__INFORMATION SHOWN__
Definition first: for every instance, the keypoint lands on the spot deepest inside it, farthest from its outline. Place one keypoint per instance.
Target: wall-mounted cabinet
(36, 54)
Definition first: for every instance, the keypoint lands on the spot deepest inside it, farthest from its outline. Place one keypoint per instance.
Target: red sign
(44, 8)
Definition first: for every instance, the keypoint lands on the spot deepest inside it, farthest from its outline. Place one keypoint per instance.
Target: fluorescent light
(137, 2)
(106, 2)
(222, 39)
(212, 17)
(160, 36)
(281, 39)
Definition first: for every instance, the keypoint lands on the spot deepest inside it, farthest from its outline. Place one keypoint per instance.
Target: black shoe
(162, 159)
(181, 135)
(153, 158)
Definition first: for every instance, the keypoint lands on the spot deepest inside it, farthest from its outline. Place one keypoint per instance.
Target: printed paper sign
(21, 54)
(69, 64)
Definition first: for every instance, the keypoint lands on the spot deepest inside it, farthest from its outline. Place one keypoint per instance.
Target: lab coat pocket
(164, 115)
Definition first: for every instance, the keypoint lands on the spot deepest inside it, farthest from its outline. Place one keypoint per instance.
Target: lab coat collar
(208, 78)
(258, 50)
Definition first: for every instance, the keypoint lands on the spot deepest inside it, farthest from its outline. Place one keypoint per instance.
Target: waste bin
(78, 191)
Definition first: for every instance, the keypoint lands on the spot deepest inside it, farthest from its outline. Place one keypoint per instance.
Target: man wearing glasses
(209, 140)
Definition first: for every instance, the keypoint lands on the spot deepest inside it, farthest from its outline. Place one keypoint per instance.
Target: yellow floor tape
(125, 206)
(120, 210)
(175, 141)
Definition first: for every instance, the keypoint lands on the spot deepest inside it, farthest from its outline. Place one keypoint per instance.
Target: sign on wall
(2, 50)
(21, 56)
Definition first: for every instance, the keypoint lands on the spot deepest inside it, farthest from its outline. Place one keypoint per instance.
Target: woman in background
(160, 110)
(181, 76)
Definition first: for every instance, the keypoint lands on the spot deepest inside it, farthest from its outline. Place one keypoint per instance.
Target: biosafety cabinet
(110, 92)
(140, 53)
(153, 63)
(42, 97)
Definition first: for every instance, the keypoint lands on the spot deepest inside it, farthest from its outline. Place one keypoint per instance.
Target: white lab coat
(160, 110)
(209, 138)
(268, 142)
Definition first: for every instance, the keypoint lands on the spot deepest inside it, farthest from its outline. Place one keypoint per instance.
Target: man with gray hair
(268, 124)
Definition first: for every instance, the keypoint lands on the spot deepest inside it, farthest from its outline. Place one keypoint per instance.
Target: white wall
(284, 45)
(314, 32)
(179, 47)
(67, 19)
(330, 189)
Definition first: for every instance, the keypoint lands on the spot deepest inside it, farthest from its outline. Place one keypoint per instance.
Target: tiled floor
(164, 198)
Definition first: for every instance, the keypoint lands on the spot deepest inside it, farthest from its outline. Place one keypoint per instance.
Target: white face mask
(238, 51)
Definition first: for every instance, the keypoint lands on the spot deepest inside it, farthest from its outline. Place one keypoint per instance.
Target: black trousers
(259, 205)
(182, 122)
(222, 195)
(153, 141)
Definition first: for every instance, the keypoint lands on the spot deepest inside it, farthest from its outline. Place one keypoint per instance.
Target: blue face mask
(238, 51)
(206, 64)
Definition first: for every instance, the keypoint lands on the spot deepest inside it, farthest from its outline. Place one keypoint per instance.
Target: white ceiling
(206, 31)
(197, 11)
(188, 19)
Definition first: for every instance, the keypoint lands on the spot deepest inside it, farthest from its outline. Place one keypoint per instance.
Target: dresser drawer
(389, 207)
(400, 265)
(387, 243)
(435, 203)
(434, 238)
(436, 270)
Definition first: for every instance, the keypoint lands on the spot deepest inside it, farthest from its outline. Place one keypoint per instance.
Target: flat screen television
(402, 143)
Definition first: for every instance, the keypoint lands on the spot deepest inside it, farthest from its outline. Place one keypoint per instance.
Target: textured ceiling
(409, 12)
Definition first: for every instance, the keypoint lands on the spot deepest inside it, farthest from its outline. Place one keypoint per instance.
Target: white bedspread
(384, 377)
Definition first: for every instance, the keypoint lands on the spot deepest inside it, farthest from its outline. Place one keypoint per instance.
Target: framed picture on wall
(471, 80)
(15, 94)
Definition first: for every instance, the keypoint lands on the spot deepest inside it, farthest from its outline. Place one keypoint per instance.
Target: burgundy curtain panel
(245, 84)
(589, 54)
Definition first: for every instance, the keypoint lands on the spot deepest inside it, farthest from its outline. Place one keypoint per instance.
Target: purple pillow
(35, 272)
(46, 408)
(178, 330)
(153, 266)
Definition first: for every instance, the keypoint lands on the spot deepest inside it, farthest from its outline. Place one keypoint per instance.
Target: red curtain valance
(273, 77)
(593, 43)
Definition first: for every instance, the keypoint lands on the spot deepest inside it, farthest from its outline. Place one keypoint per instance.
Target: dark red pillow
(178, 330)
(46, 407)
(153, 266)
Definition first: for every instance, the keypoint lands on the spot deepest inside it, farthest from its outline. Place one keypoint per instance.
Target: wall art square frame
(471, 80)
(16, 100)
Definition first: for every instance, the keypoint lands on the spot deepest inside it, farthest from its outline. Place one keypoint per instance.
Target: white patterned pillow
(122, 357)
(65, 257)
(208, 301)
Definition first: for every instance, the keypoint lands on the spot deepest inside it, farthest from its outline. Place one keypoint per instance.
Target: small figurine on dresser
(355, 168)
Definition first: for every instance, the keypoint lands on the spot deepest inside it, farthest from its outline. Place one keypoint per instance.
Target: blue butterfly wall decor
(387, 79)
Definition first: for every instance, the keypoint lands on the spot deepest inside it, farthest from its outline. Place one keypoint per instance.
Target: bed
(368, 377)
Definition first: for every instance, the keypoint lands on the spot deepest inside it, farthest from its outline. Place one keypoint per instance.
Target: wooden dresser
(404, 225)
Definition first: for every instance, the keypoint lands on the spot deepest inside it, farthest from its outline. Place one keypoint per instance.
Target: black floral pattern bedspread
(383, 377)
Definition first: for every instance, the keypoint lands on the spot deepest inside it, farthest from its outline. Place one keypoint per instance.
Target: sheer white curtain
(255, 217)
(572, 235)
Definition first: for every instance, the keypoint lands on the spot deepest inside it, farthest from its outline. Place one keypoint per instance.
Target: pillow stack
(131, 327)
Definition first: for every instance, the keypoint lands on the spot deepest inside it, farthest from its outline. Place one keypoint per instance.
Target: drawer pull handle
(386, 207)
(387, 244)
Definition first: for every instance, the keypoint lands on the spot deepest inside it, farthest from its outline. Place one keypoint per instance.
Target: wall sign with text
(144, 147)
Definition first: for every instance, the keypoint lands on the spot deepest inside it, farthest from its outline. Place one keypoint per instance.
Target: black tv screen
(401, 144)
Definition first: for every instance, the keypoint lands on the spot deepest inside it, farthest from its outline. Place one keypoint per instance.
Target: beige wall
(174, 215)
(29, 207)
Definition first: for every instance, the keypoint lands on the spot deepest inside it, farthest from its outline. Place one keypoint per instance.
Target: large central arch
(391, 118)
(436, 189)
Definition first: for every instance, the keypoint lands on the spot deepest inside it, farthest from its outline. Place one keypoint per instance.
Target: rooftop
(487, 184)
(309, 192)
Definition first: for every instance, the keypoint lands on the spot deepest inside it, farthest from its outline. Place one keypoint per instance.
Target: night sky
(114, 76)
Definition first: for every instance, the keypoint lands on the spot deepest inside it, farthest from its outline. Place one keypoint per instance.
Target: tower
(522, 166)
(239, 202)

__YOUR INSTRUCTIONS__
Beginning with the first line and ending with the last, restate the data word for word.

__FINISHED EXERCISE__
Definition first: for every instance, the keypoint lands on the spot deepest inside it, farthest from its outline. Place one keypoint per instance.
Target: wall-mounted cabinet
(36, 54)
Definition first: for every instance, the keypoint lands on the spot deepest inside it, farthest from its outline. Place one keypoint per instance.
Target: red sign
(44, 8)
Definition first: for every instance, the keypoint lands on the spot deepest inside it, farthest from its outline. Place one keypoint per instance.
Target: fluorescent light
(137, 2)
(106, 2)
(222, 39)
(212, 17)
(160, 36)
(281, 39)
Definition first: for every instance, the keypoint lands on the spot deepest inside it, farthest from its outline. Place one keypoint per instance.
Target: black shoe
(162, 159)
(181, 135)
(153, 158)
Definition first: for every instance, the keypoint lands on the spot deepest inside it, farthest from its outline. Place one keypoint per instance.
Target: printed paper sign
(21, 54)
(69, 64)
Definition first: for every instance, the keypoint lands on the spot deepest inside it, farthest from its outline. Place one keypoint per instance.
Target: lab coat pocket
(164, 115)
Definition first: for every instance, the keypoint lands on the spot deepest inside it, farthest from its outline. Place one keypoint per instance.
Target: lab coat collar
(208, 78)
(258, 50)
Definition first: for every instance, the keypoint lands on the spot deepest inside it, farthest from its outline. Place one keypoint per instance.
Target: waste bin
(78, 191)
Definition first: for every instance, the keypoint lands on the spot deepest inside it, farthest from its outline. Place one keypoint per instance.
Target: man wearing glasses
(209, 140)
Definition first: for every instance, the keypoint lands on the spot deepest inside it, farthest from its outline. Place one keypoint per instance.
Target: yellow floor tape
(125, 206)
(120, 210)
(175, 141)
Definition first: for every instance, the keypoint lands on the spot deepest inside it, farthest from its outline. Place one keypoint per instance.
Target: sign on wall
(2, 50)
(21, 56)
Definition first: for every instance, the keypoint lands on the spot deepest inside it, farthest from its outline. Place one keypoint per instance.
Target: woman in background
(160, 110)
(181, 76)
Definition first: for every instance, the keypoint lands on the spot deepest inside it, farthest from its outline. Place one keypoint per instance.
Target: biosafety cabinet
(110, 92)
(140, 53)
(153, 63)
(42, 97)
Definition first: for every instance, the keypoint lands on the spot deepest inside it, farthest from its outline. Place one keypoint per instance.
Target: white lab coat
(160, 110)
(209, 138)
(268, 142)
Definition first: for every instance, the keypoint lands on the spot deepest inside it, farthest from its outline. Place one keypoint per instance.
Target: man with gray hair
(268, 124)
Definition first: for every instance, the keypoint lands on the spot deepest inside it, farthest from its outline. Place one keypoint per instance.
Target: white wall
(284, 45)
(314, 32)
(179, 47)
(67, 19)
(330, 189)
Definition first: for every instance, the keypoint lands on the spot deepest inside it, farthest from its outline. Place one keypoint per instance.
Target: tiled floor
(164, 198)
Definition first: for every instance, the keypoint lands on the spot deepest inside it, farthest from its outline. Place one keypoint per instance.
Target: white face mask
(238, 51)
Definition first: for every instance, the keypoint lands on the spot deepest inside it, farthest from its outline. Place one keypoint per instance.
Target: black trousers
(259, 205)
(182, 122)
(222, 195)
(153, 141)
Definition first: for every instance, the keypoint lands on the spot deepest inside it, farthest from its outline. Place one keypoint per instance.
Target: blue face mask
(238, 51)
(206, 64)
Definition first: for every instance, the keypoint lands on the spot deepest inside it, farthest from its outline. Place one keypoint per instance.
Target: white ceiling
(206, 31)
(197, 11)
(188, 19)
Definition first: for every instance, the keypoint lands on the spot deepest inside it, farthest from its outline. Place one keypoint per instance.
Target: dresser drawer
(389, 207)
(400, 265)
(387, 243)
(435, 203)
(434, 238)
(436, 270)
Definition first: for every instance, the keypoint lands on the spot deepest inside it, farthest from its outline. Place one keypoint per instance.
Target: flat screen television
(402, 143)
Definition first: for every instance, the keypoint lands on the spot deepest inside it, farthest from its outline. Place one keypoint per instance.
Target: textured ceiling
(409, 12)
Definition first: for every instance, the keypoint lands on the spot deepest inside it, farthest from its outline. Place one keypoint per instance.
Target: white bedspread
(384, 377)
Definition first: for every instance, the keypoint lands on the spot deepest inside it, farthest from its outline. Place one keypoint per instance.
Target: framed picture on wall
(471, 80)
(15, 94)
Definition first: for every instance, the keypoint lands on the spot deepest inside it, farthest from its outline. Place one keypoint per instance.
Target: burgundy curtain panel
(245, 84)
(589, 54)
Definition first: for every instance, the keypoint lands on the spot deepest inside it, farthest from its outline. Place one keypoint per instance.
Target: purple pillow
(35, 272)
(46, 408)
(178, 330)
(153, 266)
Definition first: for every instance, the keypoint lands on the spot deepest inside it, farthest from its outline. Place one keypoint per instance.
Target: red curtain valance
(273, 77)
(593, 43)
Definition first: for every instance, the keypoint lands on the spot deepest inside it, farthest from its outline. Place one keypoint per instance.
Target: dark red pillow
(178, 330)
(46, 407)
(153, 266)
Definition first: for every instance, the keypoint lands on the spot deepest inside it, farthest from its outline. Place one keypoint per instance.
Target: wall art square frame
(471, 80)
(16, 100)
Definition first: for every instance, the keypoint lands on the spot deepest inside it, farthest from its outline. Place one keypoint per instance.
Target: white patterned pillow
(122, 357)
(65, 257)
(208, 301)
Definition first: for every instance, the keypoint lands on the spot deepest inside it, farthest from its outline. Place one keypoint per instance.
Target: small figurine on dresser
(355, 168)
Definition first: for every instance, the keypoint lands on the spot deepest inside it, farthest from its outline. Place one keypoint per instance.
Target: blue butterfly wall decor
(387, 79)
Definition first: for every instance, the keypoint lands on the spot deepest inside it, farthest from its outline. Place one keypoint per instance.
Target: bed
(368, 377)
Definition first: for every instance, the keypoint lands on the spot deepest inside it, farthest from its outline. Place one keypoint per instance.
Target: wooden dresser
(404, 225)
Definition first: for every instance, the keypoint lands on the spot deepest inside it, farthest from its outline. Place one keypoint per instance.
Target: black floral pattern bedspread
(383, 377)
Definition first: for every instance, the keypoint lands on the spot deepest inside it, farthest from its outline. Place one keypoint per instance.
Target: sheer white curtain
(255, 217)
(572, 235)
Definition first: for every instance, the keypoint lands on the spot deepest inside it, farthest from its outline. Place one keypoint per instance.
Target: pillow stack
(131, 327)
Definition first: for every instance, the keypoint lands on the spot deepest inside it, farthest from its outline. Place one keypoint per instance.
Target: drawer pull handle
(386, 207)
(387, 244)
Definition first: for every instance, the keypoint lands on the spot deepest inside it, farthest from its outline. Place one keypoint per instance.
Target: wall sign with text
(144, 147)
Definition first: for every instance, the keypoint lands on the spot deepest inside it, farthest from its outline. Place one keypoint per instance.
Target: black tv screen
(401, 144)
Definition first: for every instance, the keypoint lands on the spot deepest inside it, farthest from its outline. Place one keypoint per instance.
Target: beige wall
(174, 215)
(29, 207)
Definition first: for every instance, the keypoint lands on the spot deepest inside it, farthest from its outline. Place one keypoint per instance.
Target: large central arch
(391, 118)
(436, 189)
Definition first: for every instance, the keypoint lands on the spot deepest inside it, farthest from its outline. Place one keypoint per instance.
Target: rooftop
(487, 184)
(309, 192)
Definition first: for every instance, the keypoint lands on the spot deepest inside it, farthest from its outline. Place one keypoint per instance.
Target: night sky
(114, 76)
Definition first: for every instance, the keypoint lands on the spot deepest inside it, farthest from its outline. Place one keypoint per instance.
Target: tower
(522, 166)
(239, 202)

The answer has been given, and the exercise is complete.